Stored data
§ §

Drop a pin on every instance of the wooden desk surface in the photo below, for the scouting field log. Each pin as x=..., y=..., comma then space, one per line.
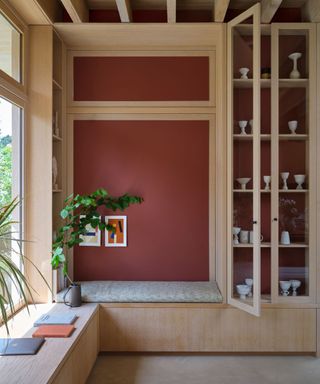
x=43, y=367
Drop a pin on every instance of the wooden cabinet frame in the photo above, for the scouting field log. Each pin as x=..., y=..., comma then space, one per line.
x=313, y=193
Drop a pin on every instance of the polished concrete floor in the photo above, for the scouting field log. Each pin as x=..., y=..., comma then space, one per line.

§ §

WHAT IS EXPECTED –
Rewrite all the records with "scouting field log" replaced by "site survey log" and everything else unchanged, leaving out the pictures.

FULL SOLUTION –
Drop a pin on every instance of the wooden desk surface in the photo below, for the site survey log. Each pin as x=..., y=..., comma then space, one per line.
x=43, y=367
Drop a pin on every instance of the wooden cabinet frame in the photo above, for the site survey log. Each pin as x=..., y=..., comma then space, one per line.
x=313, y=193
Drop a pin on every instance of the polished concrete floor in the photo above, for the site survey log. Each pin as x=..., y=..., comma then space, one per line.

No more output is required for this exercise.